**Action item A**
List every percentage figure given in the article on ending UK Covid-19 restrictions.
**Action item B**
In the article on ending UK Covid-19 restrictions, take the passage starting at "Is it the right" and ending at "(Image: Wikimedia Commons)", and substitute "administration" for every "government".

**Page excerpt**
Is it the right time to completely end UK Covid-19 restrictions?

As statistics show that hospital admissions and death rates of Covid-19 have plummeted, the time has come to ask whether the government are right to completely end restrictions in the UK. To answer this question properly we must properly analyse the data provided by the government whilst also looking at other viral pandemics of the […]

Hannah Ross
8th March 2022
(Image: Wikimedia Commons)
As statistics show that hospital admissions and death rates of Covid-19 have plummeted, the time has come to ask whether the government are right to completely end restrictions in the UK. To answer this question properly we must properly analyse the data provided by the government whilst also looking at other viral pandemics of the past. 

Graphs provided by the government show that positive tests, hospital admissions, and deaths are all on a downward trend, with the number of deaths recorded in the last seven days on 25th February of 845 – a 17.8% decrease from the previous seven-day period. Whilst the number of tests conducted has also dropped, this trend may be due to people not presenting symptoms and the people who have a severe reaction are more likely to have taken a test. The other thing to note is that deaths are measured by whether an individual has had a positive test within the last 28 days and so may be slightly higher than in reality, as Covid was not necessarily the cause of death. 

It is also reassuring to look at vaccination status data. The government has kept a record of all vaccinations of people above the age of 12. Whilst only 66.3 percent of individuals have had their third dose of vaccine, it is important to note that children between the ages of 12-15 only qualify for this dose if they are high risk. Alternatively, looking at the first-dose vaccinations, 91.5 percent of the population over the age of 12 have had this. This bodes well as the World Health Organisation have found that vaccinating reduces the risk of transmission in the Delta variant by up to 40 percent and there is up to a 60 percent reduction in other variants (excluding Omicron which awaits further research). It also significantly reduces the risk of getting seriously ill and dying from the virus. 

The other point of note is how viruses tend to evolve and have done in the past. For example, influenza used to be much deadlier than it is now. Viruses do not fare well if they ended up killing the person they inhabit because it makes its ability to spread much more difficult and so it dies before it can make more. This is also true of coronavirus. We can see a significant downward trend in deaths and severe symptoms as people react to this and are more likely to prevent infection (through the restrictions we have had in place for the last two years). With the flu now we offer an annual vaccine to those who are particularly susceptible to it and whilst there is a small number of people who die from it each year, this number is very low, and we live quite happily with the virus. I see coronavirus heading down a similar route – society cannot function if we continue to have thousands of people off work as well as the huge blow it has had to our economy.

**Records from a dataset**
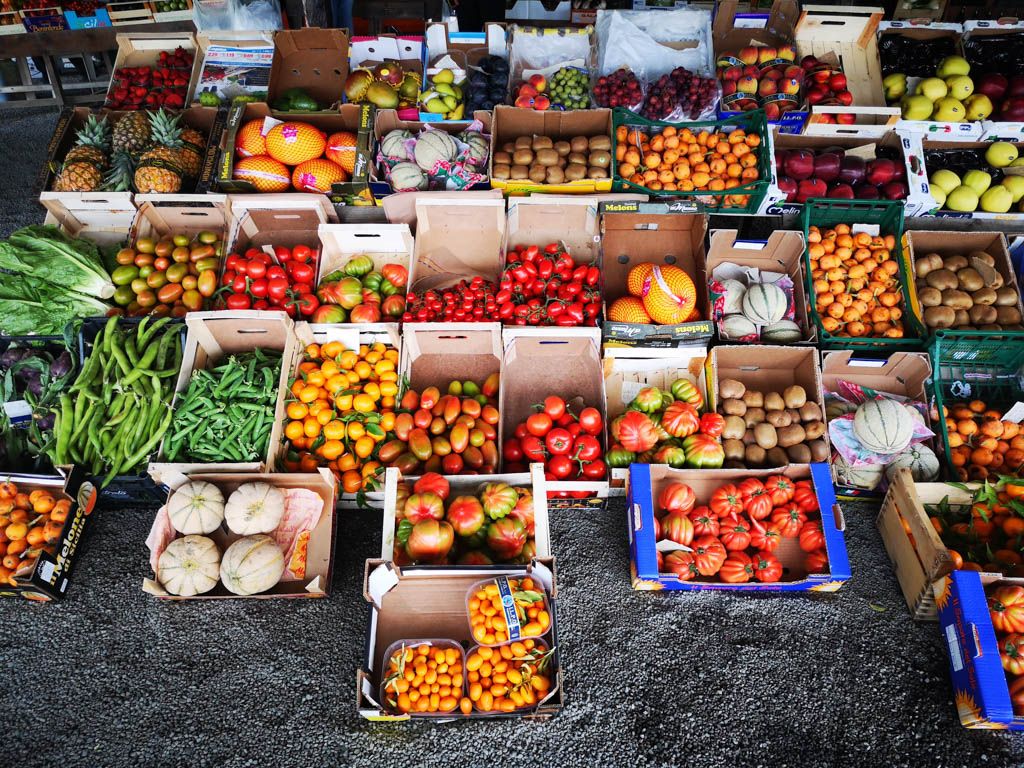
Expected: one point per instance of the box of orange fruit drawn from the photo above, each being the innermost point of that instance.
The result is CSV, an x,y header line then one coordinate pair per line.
x,y
726,164
655,287
320,153
42,520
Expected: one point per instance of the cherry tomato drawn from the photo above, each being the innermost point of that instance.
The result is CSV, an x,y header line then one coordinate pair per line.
x,y
539,424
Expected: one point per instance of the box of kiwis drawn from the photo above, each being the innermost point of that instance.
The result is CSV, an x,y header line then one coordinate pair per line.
x,y
551,152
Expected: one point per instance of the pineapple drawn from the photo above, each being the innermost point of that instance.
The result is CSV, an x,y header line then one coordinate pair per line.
x,y
160,169
132,132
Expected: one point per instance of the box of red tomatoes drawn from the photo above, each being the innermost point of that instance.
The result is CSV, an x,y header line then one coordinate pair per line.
x,y
983,629
766,530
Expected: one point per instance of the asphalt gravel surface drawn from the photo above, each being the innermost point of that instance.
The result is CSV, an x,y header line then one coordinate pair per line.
x,y
113,677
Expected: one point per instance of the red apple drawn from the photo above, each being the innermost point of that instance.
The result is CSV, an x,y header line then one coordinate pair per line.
x,y
799,164
826,166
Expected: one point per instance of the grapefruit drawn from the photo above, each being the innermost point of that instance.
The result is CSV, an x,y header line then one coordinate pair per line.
x,y
265,173
628,309
669,295
249,141
634,283
341,150
316,175
293,143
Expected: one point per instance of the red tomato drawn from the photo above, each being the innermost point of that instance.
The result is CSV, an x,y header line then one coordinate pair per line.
x,y
539,424
590,420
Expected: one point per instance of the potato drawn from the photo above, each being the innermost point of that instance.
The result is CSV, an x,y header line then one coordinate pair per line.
x,y
795,396
982,315
523,157
984,296
734,450
928,263
733,408
776,458
819,452
954,263
939,316
754,416
814,429
755,456
799,454
970,280
766,435
1008,315
956,299
942,280
734,428
791,435
810,412
731,389
930,296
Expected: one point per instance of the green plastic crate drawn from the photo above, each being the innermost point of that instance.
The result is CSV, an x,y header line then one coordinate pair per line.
x,y
889,216
973,365
753,121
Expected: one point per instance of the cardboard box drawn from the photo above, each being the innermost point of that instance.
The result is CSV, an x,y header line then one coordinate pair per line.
x,y
239,65
310,58
920,558
766,369
468,485
320,547
509,123
457,239
951,244
624,377
48,579
781,253
105,218
420,601
211,338
646,482
901,373
981,691
915,145
355,119
386,121
849,33
634,232
542,361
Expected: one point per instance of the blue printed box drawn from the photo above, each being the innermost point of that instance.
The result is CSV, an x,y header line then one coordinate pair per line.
x,y
646,481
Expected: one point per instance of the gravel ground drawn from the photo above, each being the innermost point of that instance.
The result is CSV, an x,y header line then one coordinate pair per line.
x,y
112,677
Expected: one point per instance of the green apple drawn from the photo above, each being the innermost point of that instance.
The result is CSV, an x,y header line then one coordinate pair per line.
x,y
1000,154
895,86
916,108
951,66
961,86
963,199
978,180
949,110
945,180
996,199
1016,186
933,88
978,107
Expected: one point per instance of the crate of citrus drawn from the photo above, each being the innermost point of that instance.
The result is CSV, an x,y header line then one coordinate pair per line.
x,y
341,403
855,273
726,165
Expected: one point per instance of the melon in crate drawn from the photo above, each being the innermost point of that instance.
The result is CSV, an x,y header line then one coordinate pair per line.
x,y
921,460
883,426
764,303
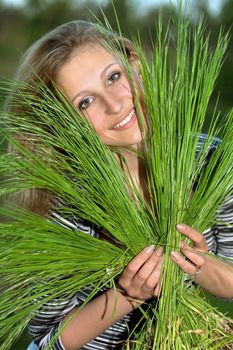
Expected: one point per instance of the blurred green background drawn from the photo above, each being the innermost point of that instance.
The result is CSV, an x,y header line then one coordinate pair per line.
x,y
22,24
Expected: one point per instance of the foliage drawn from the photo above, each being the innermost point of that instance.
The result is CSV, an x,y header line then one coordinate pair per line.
x,y
89,183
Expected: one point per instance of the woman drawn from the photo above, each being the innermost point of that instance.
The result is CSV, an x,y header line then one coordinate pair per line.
x,y
74,57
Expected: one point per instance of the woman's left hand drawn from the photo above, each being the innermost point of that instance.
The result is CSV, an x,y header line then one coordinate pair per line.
x,y
192,261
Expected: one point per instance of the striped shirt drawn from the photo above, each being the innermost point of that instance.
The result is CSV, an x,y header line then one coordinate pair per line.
x,y
45,324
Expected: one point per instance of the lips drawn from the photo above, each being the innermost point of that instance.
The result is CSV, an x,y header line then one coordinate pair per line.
x,y
126,121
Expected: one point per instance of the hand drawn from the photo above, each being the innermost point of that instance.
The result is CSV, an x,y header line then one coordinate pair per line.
x,y
141,277
192,261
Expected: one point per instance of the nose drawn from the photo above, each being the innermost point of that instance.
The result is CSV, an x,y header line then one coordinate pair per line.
x,y
113,103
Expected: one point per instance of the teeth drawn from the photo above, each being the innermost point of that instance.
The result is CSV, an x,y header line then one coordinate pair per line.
x,y
125,121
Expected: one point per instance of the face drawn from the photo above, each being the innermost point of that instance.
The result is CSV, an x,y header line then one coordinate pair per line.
x,y
96,83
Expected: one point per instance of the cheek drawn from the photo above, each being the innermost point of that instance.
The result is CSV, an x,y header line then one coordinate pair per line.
x,y
95,119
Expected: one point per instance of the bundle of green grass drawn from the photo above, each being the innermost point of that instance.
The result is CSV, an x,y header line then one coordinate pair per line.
x,y
90,184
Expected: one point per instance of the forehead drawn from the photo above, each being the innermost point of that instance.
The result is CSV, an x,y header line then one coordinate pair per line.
x,y
84,68
87,56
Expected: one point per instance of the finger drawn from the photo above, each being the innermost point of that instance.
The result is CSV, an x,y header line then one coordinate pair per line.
x,y
194,257
187,266
154,277
137,262
195,236
148,268
158,289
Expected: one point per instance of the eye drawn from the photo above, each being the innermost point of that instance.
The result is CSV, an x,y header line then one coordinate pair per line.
x,y
113,77
85,103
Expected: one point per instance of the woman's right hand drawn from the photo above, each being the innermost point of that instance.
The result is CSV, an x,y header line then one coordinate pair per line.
x,y
141,279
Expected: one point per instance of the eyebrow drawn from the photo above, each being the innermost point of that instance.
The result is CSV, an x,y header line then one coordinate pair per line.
x,y
101,75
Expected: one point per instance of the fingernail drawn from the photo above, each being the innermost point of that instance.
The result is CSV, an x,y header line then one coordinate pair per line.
x,y
174,255
159,251
181,227
150,249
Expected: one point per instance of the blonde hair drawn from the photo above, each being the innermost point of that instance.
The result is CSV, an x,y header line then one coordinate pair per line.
x,y
42,62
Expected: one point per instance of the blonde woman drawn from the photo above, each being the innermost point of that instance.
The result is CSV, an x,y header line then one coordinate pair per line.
x,y
94,80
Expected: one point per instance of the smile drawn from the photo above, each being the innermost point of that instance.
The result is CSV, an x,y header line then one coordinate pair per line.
x,y
127,121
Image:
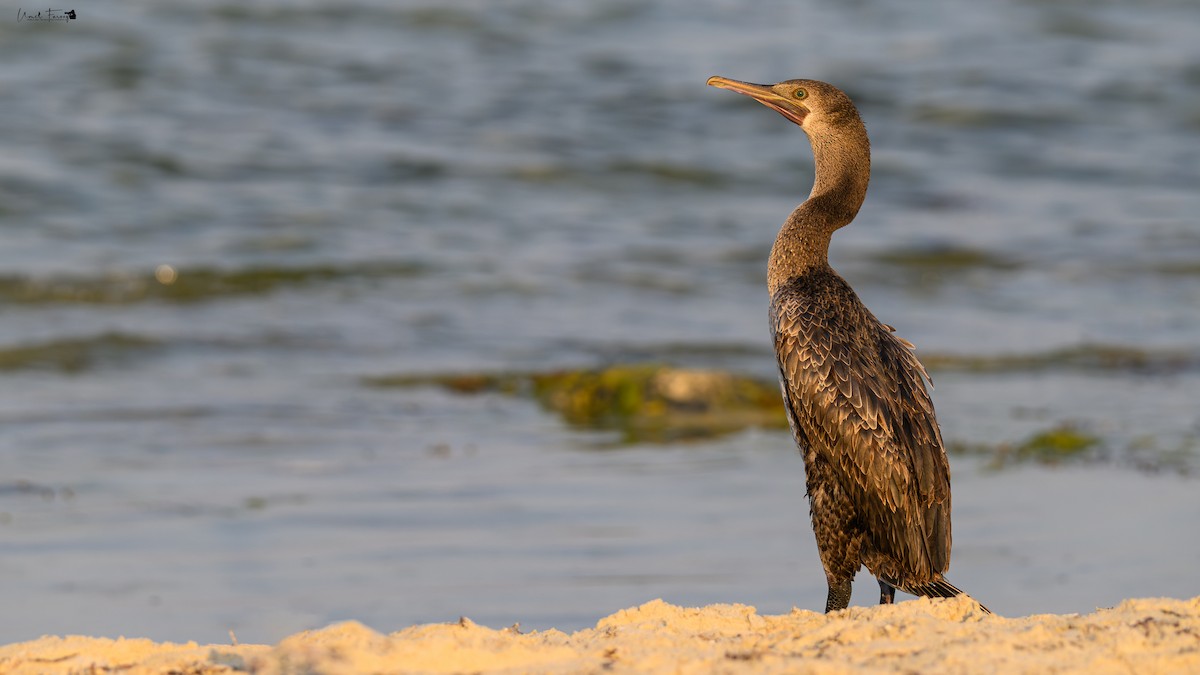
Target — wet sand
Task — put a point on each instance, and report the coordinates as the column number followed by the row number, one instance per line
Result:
column 921, row 635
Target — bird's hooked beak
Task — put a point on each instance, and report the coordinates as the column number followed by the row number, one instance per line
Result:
column 766, row 95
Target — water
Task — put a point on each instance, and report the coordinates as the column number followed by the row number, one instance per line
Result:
column 360, row 189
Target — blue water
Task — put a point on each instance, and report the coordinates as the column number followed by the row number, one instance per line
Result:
column 360, row 189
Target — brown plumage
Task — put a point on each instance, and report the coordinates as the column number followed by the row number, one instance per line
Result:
column 877, row 477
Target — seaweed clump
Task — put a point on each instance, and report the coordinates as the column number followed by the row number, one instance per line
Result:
column 643, row 402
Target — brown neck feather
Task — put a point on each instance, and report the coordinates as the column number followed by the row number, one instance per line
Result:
column 843, row 159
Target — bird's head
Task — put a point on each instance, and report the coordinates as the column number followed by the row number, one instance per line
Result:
column 810, row 103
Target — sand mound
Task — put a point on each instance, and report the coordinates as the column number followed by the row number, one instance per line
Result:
column 1141, row 635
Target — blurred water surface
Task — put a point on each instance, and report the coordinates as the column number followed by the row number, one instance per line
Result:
column 342, row 190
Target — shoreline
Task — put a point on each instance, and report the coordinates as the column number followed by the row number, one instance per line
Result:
column 927, row 635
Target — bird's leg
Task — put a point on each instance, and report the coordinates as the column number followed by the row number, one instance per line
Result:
column 839, row 595
column 887, row 592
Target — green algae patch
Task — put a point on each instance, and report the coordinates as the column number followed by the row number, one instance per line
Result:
column 190, row 284
column 77, row 354
column 653, row 404
column 1057, row 444
column 945, row 258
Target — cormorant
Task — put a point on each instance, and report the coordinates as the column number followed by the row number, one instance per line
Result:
column 877, row 478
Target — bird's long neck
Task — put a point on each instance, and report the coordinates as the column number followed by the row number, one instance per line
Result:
column 843, row 159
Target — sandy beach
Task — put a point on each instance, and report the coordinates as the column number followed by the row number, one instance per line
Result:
column 921, row 635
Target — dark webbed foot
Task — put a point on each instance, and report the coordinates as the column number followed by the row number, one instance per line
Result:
column 839, row 596
column 887, row 592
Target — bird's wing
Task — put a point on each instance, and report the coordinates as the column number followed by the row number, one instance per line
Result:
column 856, row 395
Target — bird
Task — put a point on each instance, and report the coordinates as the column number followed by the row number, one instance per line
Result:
column 877, row 478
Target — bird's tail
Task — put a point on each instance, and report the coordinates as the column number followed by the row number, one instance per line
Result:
column 940, row 589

**Output A**
17.8%, 66.3 percent, 91.5 percent, 40 percent, 60 percent

**Output B**
Is it the right time to completely end UK Covid-19 restrictions?

As statistics show that hospital admissions and death rates of Covid-19 have plummeted, the time has come to ask whether the administration are right to completely end restrictions in the UK. To answer this question properly we must properly analyse the data provided by the administration whilst also looking at other viral pandemics of the […]

Hannah Ross
8th March 2022
(Image: Wikimedia Commons)